PAGE EXCERPT ::
_ _ _ _ _ _ _

In 1944, Niebuhr considered the idealistic children of light to be the bugbear of American democracy, and he aimed many, if not most, of his criticisms against them. They drew his ire because they had built our democratic civilization and given it a sentimental taint (10–11). In their unrelenting cynicism, the children of darkness also threatened the viability of democracy by undermining confidence in the individual’s commitment to the common good. But, as heirs of the Enlightenment’s confidence in rationality and liberalism’s assurance of the progress of history, the children of light exerted an influence over the political and religious thinking of the day that Niebuhr viewed with special concern. While he sympathized with their idealistic aspirations, he was dismissive of their lack of realism. They exhibited an obliviousness to the tenacity of self-interest and the practical circumstances of political life that had rendered their ambitions feckless (10–15).

Niebuhr thought a more adequate vindication of democracy would acknowledge certain characteristics of political life and of human nature overlooked by each group of children. He stated the central thesis of The Children of Light in a foreword to a subsequent edition (1960): “A free society prospers best in a cultural, religious and moral atmosphere which encourages neither a too pessimistic nor too optimistic view of human nature.”8 At its heart, the book is concerned with advancing a deeper understanding of human beings and of the political arrangements that can accommodate it.

_ _ _ _ _ _ _

MATERIAL ::
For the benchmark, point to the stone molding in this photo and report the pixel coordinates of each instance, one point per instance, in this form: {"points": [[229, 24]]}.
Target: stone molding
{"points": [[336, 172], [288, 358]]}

_ _ _ _ _ _ _

SHORT EXERCISE A ::
Reproduce word for word the part of the passage on Niebuhr's view of democracy that begins at the words "Niebuhr thought a" and stops after "can accommodate it.".
SHORT EXERCISE B ::
In the passage on Niebuhr's view of democracy, whom did Niebuhr consider the bugbear of American democracy in 1944?
SHORT EXERCISE C ::
Write the next part of the passage on Niebuhr's view of democracy, picking up after its final sentence.

EXERCISE RESULT A ::
Niebuhr thought a more adequate vindication of democracy would acknowledge certain characteristics of political life and of human nature overlooked by each group of children. He stated the central thesis of The Children of Light in a foreword to a subsequent edition (1960): “A free society prospers best in a cultural, religious and moral atmosphere which encourages neither a too pessimistic nor too optimistic view of human nature.”8 At its heart, the book is concerned with advancing a deeper understanding of human beings and of the political arrangements that can accommodate it.

EXERCISE RESULT B ::
The idealistic children of light.

EXERCISE RESULT C ::
For Niebuhr, an element of that understanding envisioned the political community as both organism and artifact (65). It is an organism in the sense that individuals are inherently social, are shaped by social experience, and are dependent on communities for many of their needs. Political community is also a moral and historical artifact: moral in its management and mitigation of conflict among individuals, and historical in being created and shaped over time by “we the people.” Of course, defining the “we” is one of the fundamental challenges of any democratic system. Racism, misogyny, and various kinds of prejudice and injustice have constrained and distorted that definition. This is to say that politics takes place at the intersection of culture, economics, history, geography, power, ethnicity, and religion. The Children of Light is not concerned with political anthropology or ethics per se, but with the implications of a holistic anthropology in the domain of the political (79–85).

Now, eight decades after its appearance, the book continues to draw attention. Contemporary analyses understandably ask about its relevance. The international order has moved beyond the American Century into a fluid, multipolar landscape; it has become more deeply ensnared in the nuclear era. America continues to bear global responsibilities, yet its leadership is complicated by global phenomena beyond its control, among them environmental degradation, mass migration, technological upheavals, religious and ethnic conflict, and globalization. Domestically, the connective tissue of American democracy seems to be seriously fraying. Partisan vitriol, legislative gridlock, misinformation and conspiracy-mongering, diminishing trust in government: These are some of the indicia of a polity under stress.

The children of light have been in retreat for decades, victims of eroding trust in government, bitter political divisions, and an ideologically fragmented, post-truth information environment.

If Niebuhr were surveying our contemporary situation, his assessment of democracy’s status would most likely be quite different. The children of light have been in retreat for decades, victims of eroding trust in government, bitter political divisions, and an ideologically fragmented, post-truth information environment. Skepticism about the efficacy and legitimacy of some of government’s fundamental activities—elections, legislation, adjudication—has increased among parts of the citizenry, spurred by partisan animus. Some long-observed norms of democratic behavior have been spitefully ignored, particularly those involving the electoral process, acceptance of its results, and the peaceful transfer of power.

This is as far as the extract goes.